§ Consigne 1:
Les affirmations suivantes concordent-elles avec l'extrait sur les retraites ? (a) Le rapport Teulade a été adopté à la mi-janvier par le Conseil économique et social. (b) Le rapport Charpin préconisait d'allonger à 40 ans la durée de cotisation requise. (c) En vingt ans, la croissance a dépassé 3,5 % à trois reprises. Répondez par oui ou non à chacune et citez mot pour mot les termes du texte qui tranchent.
─── Texte extrait ───
Dans ce contexte, l'euphorique rapport Teulade sur l'avenir des retraites, adopté à la mi-janvier par le Conseil économique et social (exception faite du Medef et de la CFDT), ne laisse pas d'inquiéter. L'ancien ministre socialiste a en effet trouvé la martingale pour échapper aux remèdes préconisés par le rapport Charpin : la croissance économique. « Un taux de croissance de 3,5 % d'ici à 2040 » permettrait par exemple de « stabiliser le poids des retraites dans le PIB à son niveau actuel sans recul de l'âge médian de cessation d'activité et avec une indexation des retraites sur les salaires », observe-t-il, même s'il reconnaît le caractère quelque peu volontariste de l'hypothèse ainsi avancée. L'heure n'est donc plus aux prédictions alarmistes. Pourquoi porter le fer dans la plaie, et susciter une levée de boucliers, alors que la contrainte de l'urgence se dissipe… au moins momentanément ? Non content d'écarter les mesures Charpin (un allongement à 42,5 ans de la durée de cotisation requise et un alignement des régimes spéciaux sur le régime général des salariés), René Teulade suggère de desserrer le tour de vis imposé aux salariés du privé par la réforme Balladur de 1993.

L'ex-président de la Mutualité française joue aux apprentis sorciers. D'abord parce que l'hypothèse qui sous-tend implicitement son rapport est hautement hasardeuse. Lors de ces vingt dernières années, le seuil des 3,5 % de croissance n'a été franchi qu'à deux reprises, en 1988 et en 1989. Et le reflux de la population active ainsi que le vieillissement des Français risquent, à terme, de peser sur le dynamisme de l'économie : c'est la raison pour laquelle, dans son scénario le plus optimiste, le rapport Charpin n'envisageait possible un tel taux de croissance que jusqu'en 2010.
─── Données fournies ───
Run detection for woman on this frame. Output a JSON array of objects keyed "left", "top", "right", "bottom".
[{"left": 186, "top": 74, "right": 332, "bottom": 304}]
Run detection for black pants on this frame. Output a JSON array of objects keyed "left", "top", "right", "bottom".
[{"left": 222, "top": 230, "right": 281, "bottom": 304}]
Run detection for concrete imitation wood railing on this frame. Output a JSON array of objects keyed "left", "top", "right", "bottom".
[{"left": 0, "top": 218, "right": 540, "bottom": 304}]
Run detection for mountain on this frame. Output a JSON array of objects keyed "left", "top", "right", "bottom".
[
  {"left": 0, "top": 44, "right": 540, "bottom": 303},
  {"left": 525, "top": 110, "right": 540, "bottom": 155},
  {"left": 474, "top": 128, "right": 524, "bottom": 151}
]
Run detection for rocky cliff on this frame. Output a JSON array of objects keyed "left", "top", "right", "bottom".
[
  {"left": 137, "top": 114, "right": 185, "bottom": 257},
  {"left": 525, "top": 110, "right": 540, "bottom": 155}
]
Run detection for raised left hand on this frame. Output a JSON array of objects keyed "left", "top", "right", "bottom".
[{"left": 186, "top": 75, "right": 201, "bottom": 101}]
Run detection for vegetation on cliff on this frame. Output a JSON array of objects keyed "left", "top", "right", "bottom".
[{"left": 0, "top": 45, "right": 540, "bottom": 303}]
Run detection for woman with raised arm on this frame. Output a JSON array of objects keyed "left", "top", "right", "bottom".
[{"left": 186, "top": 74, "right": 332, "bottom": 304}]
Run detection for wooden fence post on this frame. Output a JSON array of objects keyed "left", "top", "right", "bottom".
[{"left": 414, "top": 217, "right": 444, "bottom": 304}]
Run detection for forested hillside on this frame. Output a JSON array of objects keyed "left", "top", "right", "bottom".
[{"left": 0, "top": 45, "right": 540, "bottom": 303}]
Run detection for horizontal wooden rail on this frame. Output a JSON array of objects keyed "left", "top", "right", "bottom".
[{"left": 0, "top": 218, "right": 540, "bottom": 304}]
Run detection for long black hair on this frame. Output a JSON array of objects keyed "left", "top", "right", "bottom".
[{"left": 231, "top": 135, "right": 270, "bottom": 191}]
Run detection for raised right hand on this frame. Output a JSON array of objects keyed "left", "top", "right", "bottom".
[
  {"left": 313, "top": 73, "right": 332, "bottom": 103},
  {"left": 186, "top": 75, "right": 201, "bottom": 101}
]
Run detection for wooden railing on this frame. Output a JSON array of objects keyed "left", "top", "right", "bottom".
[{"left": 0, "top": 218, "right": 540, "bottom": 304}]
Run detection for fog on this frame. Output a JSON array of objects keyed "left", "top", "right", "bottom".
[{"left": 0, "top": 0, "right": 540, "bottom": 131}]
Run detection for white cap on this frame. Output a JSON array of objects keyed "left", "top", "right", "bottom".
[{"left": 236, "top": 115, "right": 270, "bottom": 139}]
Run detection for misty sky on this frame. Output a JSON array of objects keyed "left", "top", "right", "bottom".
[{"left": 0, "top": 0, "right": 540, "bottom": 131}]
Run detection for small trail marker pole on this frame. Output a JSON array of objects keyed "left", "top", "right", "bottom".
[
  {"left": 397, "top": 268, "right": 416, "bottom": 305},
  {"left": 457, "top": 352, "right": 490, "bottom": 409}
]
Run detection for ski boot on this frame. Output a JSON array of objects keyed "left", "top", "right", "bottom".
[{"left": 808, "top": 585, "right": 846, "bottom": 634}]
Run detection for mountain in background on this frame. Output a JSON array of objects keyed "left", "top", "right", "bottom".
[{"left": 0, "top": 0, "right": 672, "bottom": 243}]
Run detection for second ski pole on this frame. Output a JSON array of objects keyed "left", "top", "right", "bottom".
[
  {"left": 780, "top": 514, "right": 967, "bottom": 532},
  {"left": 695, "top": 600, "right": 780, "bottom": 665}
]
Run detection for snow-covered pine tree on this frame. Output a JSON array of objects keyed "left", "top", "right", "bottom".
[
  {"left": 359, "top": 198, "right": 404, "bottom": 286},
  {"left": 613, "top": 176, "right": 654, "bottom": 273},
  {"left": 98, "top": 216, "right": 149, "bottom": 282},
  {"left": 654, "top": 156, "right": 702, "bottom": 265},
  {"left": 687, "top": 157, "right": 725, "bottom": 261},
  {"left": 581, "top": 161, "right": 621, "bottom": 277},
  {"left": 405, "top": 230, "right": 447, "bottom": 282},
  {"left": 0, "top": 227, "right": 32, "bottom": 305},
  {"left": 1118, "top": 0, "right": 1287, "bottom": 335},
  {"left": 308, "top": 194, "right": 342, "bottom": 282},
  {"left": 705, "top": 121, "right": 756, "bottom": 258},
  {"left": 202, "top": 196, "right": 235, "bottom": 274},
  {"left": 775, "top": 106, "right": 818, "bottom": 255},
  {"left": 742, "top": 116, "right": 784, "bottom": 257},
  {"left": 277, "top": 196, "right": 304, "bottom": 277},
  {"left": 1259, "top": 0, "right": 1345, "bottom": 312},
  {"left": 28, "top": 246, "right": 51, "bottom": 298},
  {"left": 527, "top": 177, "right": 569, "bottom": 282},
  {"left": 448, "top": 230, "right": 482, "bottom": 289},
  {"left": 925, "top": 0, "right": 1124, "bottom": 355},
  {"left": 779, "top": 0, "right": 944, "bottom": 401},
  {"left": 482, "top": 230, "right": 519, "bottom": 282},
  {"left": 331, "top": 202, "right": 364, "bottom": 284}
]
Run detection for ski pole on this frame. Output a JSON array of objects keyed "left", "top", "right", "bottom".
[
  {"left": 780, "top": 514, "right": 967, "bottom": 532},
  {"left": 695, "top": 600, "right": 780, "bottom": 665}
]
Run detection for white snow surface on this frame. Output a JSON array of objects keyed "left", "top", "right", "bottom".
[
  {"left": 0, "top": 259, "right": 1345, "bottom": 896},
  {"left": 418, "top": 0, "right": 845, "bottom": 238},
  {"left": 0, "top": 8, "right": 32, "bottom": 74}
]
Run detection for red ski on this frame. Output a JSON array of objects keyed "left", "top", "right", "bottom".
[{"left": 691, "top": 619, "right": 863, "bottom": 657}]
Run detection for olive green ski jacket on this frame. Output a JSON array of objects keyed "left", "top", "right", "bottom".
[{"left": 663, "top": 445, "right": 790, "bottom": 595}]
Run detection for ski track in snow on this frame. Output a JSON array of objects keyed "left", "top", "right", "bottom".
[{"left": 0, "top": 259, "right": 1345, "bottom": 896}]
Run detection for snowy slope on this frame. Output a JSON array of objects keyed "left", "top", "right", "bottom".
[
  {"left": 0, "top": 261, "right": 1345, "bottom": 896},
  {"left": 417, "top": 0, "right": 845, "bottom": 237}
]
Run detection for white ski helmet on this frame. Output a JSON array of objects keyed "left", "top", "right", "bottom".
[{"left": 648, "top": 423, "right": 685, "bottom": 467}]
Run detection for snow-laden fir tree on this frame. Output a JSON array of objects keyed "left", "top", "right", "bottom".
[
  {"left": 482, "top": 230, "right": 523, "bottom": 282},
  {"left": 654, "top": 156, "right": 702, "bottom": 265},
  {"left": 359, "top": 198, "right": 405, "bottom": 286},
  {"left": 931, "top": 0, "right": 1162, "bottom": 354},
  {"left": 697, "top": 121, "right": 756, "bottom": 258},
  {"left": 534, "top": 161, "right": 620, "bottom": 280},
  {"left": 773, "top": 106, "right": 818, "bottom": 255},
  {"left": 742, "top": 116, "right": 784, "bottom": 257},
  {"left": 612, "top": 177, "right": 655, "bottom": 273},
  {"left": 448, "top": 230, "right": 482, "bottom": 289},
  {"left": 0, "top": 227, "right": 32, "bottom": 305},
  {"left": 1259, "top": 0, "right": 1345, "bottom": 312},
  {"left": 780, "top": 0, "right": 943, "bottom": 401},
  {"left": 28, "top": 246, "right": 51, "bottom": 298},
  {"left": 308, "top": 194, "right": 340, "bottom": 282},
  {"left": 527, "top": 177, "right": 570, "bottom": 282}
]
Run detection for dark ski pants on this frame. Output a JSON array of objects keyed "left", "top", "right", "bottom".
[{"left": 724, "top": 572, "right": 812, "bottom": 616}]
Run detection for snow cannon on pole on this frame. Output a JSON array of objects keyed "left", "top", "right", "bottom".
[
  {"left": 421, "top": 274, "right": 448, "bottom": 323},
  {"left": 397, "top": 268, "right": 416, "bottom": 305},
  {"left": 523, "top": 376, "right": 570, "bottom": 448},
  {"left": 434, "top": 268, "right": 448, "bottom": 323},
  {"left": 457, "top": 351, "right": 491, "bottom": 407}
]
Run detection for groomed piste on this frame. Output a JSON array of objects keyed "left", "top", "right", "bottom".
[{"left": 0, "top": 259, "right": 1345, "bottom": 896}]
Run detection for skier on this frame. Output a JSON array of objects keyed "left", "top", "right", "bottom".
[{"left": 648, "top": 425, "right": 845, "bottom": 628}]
───
§ Consigne 2:
Recopiez à l'identique, dans les entrées, le passage allant de la ligne qui contient « Run detection for skier » jusqu'à la fin des entrées.

§ Réponse 1:
(a) Oui : « adopté à la mi-janvier par le Conseil économique et social ».
(b) Non : « un allongement à 42,5 ans de la durée de cotisation requise ».
(c) Non : « le seuil des 3,5 % de croissance n'a été franchi qu'à deux reprises, en 1988 et en 1989 ».

§ Réponse 2:
Run detection for skier on this frame. Output a JSON array of objects keyed "left", "top", "right", "bottom".
[{"left": 648, "top": 425, "right": 845, "bottom": 628}]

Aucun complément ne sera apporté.